-------- SUPPLIED TEXT
“Ah! You have a baby in your heart!”
– Akemi today after I told her about my echocardiogram.
Yes, today I went in for an echocardiogram, a procedure that uses sound waves to produce an image of the working heart. Sort of like a pregnancy ultrasound – but different. Still, that didn’t stop me from shouting: “It’s a boy!” when my heart came onscreen.
“You’ve had a heart murmur since you were thirteen,”said the sonographer, seeking to confirm what I’d already told my doctor.
I remember running a gauntlet of tests in my early teens after complaining about my heart’s penchant for “skipping beats”. At first, the doctors were dubious, initially dismissing my self-diagnosis as “gas probably” – so that when the results came back, “He’s got a slight murmur”, I was elated. Yes! Heart murmur! I was right!
But, apparently, nothing to worry about. Throughout most of my life, I hardly gave the occasional pause and staccato beats a second thought. Then, enter the age of the internet and the ability to do a google search for keywords like “Arrhythmia” which lead to links like “Arrhythmogenic Right Ventricular Dysplasia” which, in turn, leads to symptoms like: 1. Irregular heart rhythms (check!), 2. Dizziness or lightheadedness (uh, check?), 3. Sudden cardiac death (uh…I think I would’ve remembered that one).
So, a couple of months ago, I went in for a comprehensive assessment survey that included a full physical which was comprised of, among other things, a stress test that involved me being hooked up to a heart monitor while I ran on a treadmill. Twice. Well, officially once but they misplaced the results of my first test so I had to go in and do a second one. Anyway, I’m no stranger to a treadmill workout so, all in all, I did pretty well. We started at a brisk walking pace and incline, then increased the speed and steepness every three minutes. I managed just under twenty-five torturous minutes (which was well above average by the way), and my test results showed “an excellent cardiopulmonary fitness level”. BUT, just in case, I did mention my concerns to my doctor and he set up an echocardiogram for me.
And today was the day. I lay on my side, my chest slathered with (probably) ectoplasm, while the sonographer prodded me with the probe (wand? ding-dong?) and I tried to comprehend the incomprehensible onscreen images – and, when that clearly wasn’t working, shifted focus to scrute the inscrutable sonographer.
“So, what happens next?”I asked once we were done.
She informed me that the results would be sent to the cardiologist who would contact my doctor within a week with the results.
“And how do things look?”I tried.
“Oh, we’re not allowed to say anything,”she said. “We could make an assumption about something and that could change upon further review. Imagine me telling you something and then you finding out something else from your director.”
I told her I understood. Completely. Then threw her a change-up with a casual parting: “I’ll be hitting the treadmill tonight!”
“Sounds good,”she replied without missing a beat.
In the months -long lead up to this test, I wasn’t at all concerned. But a week is a LONG time to wait for – and think over those possible – test results!
----------------
Reproduce the passage of the echocardiogram account word for word, beginning at the words "But, apparently, nothing" and stopping after the words "remembered that one).".
-------- EXCERPTED RECORDS
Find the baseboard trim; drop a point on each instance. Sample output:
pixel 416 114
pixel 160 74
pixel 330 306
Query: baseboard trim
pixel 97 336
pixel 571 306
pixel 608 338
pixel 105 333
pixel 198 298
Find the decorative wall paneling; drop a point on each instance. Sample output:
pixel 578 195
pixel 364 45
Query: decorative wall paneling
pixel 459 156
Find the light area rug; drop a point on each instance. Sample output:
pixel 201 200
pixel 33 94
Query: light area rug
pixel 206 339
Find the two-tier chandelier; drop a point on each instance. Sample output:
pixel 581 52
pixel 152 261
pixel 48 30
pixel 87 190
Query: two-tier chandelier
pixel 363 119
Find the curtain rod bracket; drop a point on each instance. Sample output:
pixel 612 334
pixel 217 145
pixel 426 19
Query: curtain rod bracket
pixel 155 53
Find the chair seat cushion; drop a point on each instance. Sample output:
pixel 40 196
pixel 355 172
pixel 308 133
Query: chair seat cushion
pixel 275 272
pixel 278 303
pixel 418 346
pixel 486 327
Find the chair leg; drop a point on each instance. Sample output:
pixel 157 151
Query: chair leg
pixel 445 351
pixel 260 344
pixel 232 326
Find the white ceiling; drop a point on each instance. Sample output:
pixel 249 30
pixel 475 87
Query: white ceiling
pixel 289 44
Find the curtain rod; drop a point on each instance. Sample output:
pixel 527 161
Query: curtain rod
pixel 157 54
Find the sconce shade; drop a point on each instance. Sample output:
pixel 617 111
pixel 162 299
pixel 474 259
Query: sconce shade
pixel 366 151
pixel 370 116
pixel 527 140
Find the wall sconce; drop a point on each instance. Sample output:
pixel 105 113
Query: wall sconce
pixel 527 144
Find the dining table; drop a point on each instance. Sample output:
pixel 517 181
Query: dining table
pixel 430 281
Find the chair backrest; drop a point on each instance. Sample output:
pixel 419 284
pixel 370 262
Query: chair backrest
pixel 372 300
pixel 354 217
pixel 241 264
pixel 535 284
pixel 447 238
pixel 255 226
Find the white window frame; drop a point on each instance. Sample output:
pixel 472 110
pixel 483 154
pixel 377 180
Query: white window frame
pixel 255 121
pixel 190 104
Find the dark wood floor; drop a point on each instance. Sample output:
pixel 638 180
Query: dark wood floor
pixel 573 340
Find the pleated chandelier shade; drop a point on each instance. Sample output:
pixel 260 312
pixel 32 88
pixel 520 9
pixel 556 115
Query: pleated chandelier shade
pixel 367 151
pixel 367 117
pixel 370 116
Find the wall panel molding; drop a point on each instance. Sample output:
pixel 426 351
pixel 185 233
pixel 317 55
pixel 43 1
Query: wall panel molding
----------------
**ANSWER BOX:**
But, apparently, nothing to worry about. Throughout most of my life, I hardly gave the occasional pause and staccato beats a second thought. Then, enter the age of the internet and the ability to do a google search for keywords like “Arrhythmia” which lead to links like “Arrhythmogenic Right Ventricular Dysplasia” which, in turn, leads to symptoms like: 1. Irregular heart rhythms (check!), 2. Dizziness or lightheadedness (uh, check?), 3. Sudden cardiac death (uh…I think I would’ve remembered that one).